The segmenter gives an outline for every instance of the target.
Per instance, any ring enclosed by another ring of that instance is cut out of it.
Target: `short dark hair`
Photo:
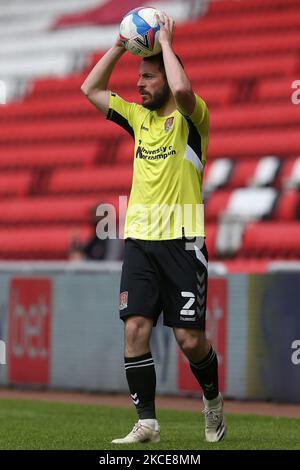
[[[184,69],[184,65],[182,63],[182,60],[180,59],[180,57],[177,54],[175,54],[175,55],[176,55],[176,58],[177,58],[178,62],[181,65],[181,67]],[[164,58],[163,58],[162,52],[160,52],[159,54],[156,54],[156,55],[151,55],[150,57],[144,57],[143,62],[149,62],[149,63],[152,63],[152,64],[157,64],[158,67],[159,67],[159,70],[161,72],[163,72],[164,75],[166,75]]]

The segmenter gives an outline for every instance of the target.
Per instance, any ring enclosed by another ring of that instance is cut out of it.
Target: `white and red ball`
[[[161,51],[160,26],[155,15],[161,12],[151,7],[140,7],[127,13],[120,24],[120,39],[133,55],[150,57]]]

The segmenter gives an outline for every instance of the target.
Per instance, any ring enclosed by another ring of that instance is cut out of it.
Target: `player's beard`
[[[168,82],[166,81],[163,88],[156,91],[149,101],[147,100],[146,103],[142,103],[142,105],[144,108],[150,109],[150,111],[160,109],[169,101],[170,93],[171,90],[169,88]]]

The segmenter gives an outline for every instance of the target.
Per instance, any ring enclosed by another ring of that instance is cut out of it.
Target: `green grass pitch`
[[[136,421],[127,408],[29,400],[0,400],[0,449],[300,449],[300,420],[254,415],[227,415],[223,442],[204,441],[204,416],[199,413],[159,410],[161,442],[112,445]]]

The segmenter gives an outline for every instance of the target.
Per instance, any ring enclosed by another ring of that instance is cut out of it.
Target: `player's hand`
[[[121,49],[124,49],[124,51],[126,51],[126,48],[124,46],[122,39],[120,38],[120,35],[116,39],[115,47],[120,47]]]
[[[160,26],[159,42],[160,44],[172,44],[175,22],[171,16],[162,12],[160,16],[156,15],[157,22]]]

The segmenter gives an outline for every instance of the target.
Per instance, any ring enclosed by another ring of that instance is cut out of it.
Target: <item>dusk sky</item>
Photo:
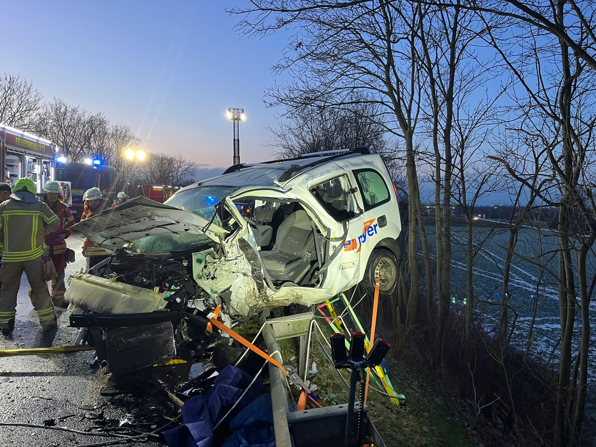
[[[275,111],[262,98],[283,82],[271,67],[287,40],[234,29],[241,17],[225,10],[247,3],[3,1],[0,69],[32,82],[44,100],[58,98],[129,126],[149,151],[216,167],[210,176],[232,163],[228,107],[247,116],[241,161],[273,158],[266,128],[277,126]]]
★ ★ ★
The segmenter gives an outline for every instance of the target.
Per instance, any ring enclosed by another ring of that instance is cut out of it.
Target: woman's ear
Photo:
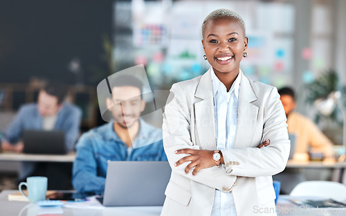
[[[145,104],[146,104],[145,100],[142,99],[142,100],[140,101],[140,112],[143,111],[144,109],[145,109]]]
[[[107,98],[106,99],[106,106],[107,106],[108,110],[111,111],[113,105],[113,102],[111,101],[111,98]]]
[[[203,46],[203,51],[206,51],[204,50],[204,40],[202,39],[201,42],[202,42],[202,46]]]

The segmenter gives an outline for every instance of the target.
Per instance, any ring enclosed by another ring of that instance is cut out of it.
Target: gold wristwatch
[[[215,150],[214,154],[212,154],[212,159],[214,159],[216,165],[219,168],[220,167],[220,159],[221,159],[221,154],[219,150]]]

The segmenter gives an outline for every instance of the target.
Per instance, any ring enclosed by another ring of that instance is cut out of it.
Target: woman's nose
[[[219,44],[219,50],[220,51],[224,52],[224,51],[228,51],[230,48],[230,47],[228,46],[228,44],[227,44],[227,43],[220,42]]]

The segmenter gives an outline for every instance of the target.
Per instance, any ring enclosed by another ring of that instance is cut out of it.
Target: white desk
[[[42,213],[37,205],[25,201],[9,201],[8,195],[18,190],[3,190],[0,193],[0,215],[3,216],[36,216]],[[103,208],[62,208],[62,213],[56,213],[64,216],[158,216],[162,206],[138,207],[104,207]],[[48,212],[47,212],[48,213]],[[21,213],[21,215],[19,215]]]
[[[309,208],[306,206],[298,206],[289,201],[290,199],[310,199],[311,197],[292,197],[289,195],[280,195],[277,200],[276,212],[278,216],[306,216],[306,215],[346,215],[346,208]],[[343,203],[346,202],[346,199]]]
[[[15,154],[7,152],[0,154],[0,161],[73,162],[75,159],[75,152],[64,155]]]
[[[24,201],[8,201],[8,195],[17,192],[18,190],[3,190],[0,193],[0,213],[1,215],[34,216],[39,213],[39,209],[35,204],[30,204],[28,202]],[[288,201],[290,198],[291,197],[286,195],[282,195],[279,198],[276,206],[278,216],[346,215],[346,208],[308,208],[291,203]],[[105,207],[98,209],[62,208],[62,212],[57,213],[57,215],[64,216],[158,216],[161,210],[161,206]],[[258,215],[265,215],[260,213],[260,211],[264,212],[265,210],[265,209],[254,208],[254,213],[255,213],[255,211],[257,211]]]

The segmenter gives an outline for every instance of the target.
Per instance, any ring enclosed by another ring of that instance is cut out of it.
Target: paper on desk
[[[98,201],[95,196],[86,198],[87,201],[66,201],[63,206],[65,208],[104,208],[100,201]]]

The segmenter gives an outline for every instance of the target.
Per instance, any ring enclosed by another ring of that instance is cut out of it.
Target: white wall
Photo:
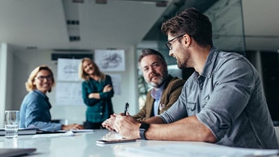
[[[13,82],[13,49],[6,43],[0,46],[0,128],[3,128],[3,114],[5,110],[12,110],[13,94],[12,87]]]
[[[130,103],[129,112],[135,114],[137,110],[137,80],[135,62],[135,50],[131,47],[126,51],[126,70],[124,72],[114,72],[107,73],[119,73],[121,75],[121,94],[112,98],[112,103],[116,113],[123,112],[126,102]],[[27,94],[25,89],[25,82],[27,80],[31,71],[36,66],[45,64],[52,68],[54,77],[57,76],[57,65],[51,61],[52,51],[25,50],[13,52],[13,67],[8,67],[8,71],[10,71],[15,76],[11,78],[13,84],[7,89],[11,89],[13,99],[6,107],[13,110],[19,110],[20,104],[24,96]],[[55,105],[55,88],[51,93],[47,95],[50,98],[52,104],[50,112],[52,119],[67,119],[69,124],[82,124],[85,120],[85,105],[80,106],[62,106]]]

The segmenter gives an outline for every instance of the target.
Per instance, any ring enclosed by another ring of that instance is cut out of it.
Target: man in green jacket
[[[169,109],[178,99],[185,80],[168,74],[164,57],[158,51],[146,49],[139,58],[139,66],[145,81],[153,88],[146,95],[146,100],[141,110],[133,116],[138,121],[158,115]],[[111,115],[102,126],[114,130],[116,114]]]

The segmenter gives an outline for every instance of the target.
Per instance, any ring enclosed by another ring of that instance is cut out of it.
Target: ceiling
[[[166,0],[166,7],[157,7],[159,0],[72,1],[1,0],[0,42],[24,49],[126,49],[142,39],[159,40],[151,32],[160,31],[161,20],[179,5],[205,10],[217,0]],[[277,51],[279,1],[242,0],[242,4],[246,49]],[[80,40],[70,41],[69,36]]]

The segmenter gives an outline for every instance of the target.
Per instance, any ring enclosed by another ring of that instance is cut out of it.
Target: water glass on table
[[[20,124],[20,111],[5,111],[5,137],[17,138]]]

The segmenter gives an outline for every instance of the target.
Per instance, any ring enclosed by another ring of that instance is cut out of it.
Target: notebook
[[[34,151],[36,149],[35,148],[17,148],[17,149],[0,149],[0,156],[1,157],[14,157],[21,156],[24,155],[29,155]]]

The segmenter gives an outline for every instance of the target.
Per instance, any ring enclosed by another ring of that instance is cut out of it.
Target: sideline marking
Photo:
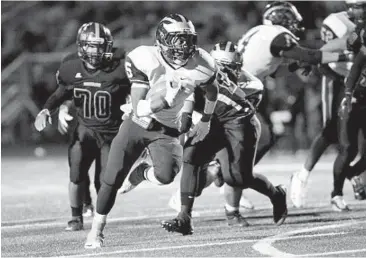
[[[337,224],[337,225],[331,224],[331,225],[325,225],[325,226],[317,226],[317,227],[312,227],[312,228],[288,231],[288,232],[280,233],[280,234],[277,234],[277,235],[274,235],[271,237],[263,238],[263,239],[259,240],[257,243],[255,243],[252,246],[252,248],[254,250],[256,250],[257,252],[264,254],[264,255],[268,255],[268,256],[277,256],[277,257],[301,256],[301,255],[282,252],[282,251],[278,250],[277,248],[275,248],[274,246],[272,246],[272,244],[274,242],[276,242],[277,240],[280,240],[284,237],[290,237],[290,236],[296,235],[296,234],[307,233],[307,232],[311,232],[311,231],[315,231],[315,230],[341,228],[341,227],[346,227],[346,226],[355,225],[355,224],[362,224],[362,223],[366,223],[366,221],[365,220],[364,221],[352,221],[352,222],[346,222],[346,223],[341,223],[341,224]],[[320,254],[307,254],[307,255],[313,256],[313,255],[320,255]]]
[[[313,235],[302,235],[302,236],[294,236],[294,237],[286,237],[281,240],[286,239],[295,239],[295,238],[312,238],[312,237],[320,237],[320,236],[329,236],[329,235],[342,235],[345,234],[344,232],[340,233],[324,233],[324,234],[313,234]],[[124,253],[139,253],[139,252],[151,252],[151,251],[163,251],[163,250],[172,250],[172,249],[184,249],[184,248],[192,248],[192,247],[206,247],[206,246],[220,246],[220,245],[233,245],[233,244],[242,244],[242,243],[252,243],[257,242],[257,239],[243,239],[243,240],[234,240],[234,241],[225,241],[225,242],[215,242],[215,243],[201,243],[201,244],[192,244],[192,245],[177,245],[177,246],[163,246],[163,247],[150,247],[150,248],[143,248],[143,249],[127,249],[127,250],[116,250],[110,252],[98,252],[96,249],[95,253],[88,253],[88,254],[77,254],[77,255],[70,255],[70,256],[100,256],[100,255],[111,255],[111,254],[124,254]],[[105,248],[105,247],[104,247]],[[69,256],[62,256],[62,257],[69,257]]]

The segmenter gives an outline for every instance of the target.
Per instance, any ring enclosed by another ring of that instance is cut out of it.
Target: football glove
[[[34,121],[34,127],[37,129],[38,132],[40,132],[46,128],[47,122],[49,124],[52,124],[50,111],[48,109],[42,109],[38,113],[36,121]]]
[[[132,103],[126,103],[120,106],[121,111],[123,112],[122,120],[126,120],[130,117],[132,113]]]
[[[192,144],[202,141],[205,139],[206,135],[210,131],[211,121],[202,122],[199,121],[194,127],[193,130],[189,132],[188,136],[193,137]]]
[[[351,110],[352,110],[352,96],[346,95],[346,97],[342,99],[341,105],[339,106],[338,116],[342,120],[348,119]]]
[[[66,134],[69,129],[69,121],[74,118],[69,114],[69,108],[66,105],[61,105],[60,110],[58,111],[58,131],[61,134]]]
★ ★ ★
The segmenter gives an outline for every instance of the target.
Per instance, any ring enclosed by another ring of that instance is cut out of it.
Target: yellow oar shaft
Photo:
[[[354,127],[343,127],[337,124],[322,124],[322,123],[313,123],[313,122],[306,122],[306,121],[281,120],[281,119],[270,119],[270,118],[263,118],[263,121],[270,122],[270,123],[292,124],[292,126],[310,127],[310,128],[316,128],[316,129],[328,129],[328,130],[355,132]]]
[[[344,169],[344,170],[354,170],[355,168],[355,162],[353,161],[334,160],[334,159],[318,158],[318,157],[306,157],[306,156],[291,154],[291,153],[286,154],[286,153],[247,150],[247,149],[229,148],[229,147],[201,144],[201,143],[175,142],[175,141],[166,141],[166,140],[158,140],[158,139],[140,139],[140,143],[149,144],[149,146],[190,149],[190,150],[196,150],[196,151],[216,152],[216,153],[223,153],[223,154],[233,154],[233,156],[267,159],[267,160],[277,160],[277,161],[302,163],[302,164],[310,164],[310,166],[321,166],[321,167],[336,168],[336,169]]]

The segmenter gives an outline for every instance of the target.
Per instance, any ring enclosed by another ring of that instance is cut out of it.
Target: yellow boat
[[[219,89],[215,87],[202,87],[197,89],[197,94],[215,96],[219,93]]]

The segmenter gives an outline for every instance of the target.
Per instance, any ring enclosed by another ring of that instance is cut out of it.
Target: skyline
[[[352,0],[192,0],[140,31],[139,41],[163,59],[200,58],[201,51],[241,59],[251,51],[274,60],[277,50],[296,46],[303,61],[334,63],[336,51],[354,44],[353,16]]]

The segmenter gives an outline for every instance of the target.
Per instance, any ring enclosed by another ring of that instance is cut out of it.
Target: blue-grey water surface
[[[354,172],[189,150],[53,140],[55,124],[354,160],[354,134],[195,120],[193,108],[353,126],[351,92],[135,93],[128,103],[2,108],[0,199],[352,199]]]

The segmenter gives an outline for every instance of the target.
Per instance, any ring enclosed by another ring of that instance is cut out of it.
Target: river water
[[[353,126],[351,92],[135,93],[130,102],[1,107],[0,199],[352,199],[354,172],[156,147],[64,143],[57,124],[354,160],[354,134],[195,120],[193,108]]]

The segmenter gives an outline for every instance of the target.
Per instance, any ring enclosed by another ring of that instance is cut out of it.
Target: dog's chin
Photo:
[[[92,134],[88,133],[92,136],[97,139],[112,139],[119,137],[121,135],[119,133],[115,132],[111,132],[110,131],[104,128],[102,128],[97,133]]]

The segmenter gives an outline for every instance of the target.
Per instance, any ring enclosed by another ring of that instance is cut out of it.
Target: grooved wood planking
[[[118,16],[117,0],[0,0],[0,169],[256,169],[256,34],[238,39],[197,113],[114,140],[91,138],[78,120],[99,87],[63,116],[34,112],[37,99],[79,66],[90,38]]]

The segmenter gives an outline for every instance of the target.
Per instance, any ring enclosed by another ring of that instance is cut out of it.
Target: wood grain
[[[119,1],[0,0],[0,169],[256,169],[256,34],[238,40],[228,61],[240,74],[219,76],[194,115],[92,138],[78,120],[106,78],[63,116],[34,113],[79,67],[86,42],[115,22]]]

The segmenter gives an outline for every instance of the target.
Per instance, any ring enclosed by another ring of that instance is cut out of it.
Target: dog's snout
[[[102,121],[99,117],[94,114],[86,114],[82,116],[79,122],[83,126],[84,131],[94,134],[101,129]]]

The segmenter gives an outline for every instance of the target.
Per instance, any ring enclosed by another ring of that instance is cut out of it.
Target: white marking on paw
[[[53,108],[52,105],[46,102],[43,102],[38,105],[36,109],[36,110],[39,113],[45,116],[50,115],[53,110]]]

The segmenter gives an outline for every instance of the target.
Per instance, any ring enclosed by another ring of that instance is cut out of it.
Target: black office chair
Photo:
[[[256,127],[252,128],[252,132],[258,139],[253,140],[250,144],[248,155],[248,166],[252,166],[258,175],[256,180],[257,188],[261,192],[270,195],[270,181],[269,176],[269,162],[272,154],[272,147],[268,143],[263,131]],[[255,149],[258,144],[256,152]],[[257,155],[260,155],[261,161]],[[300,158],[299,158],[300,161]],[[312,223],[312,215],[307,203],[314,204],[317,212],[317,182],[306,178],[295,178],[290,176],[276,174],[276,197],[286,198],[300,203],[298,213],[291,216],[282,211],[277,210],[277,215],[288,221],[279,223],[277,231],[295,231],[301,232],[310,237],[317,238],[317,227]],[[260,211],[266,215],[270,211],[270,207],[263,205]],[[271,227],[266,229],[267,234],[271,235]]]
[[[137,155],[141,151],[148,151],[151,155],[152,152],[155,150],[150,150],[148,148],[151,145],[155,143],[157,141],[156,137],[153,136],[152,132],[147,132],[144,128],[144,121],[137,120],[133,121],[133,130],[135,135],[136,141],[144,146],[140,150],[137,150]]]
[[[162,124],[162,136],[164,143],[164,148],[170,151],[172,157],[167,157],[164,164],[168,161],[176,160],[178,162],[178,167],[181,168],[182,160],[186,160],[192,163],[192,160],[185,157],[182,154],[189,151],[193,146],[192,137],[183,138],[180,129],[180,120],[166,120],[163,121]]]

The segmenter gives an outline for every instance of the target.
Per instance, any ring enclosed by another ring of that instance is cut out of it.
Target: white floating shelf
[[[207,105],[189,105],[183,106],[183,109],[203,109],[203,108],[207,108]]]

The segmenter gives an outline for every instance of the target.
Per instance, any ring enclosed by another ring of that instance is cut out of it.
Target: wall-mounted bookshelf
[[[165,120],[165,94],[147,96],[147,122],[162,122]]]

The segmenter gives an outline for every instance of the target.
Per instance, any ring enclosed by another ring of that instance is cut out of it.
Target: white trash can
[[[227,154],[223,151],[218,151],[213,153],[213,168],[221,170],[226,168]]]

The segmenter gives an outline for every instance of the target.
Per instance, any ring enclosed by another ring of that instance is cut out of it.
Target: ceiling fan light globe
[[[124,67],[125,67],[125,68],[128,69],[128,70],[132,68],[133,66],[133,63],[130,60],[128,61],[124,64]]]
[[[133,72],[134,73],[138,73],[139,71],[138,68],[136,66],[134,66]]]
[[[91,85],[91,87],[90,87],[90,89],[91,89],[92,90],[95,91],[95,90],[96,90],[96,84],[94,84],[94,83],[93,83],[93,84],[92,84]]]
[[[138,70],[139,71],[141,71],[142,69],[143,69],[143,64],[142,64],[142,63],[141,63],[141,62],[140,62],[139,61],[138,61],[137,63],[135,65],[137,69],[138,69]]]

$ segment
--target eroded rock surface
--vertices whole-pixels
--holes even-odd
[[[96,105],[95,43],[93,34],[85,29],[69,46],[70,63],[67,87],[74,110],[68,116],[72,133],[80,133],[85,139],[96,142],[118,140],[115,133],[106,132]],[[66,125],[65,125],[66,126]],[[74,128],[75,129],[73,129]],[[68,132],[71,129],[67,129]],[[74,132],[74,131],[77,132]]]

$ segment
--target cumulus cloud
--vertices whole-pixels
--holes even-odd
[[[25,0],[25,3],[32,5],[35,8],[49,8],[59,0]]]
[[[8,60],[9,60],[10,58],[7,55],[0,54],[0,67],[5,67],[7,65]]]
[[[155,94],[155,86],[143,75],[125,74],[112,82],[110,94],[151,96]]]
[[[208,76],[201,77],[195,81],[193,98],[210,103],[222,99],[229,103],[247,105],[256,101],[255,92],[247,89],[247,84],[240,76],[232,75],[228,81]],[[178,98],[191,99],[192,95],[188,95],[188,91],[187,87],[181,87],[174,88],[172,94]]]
★ ★ ★
__EXERCISE BRIEF__.
Copy out every line above that contains the string "desk". Case counts, so match capital and lowercase letters precisely.

__FINAL RESULT__.
Target: white desk
Target: paper on desk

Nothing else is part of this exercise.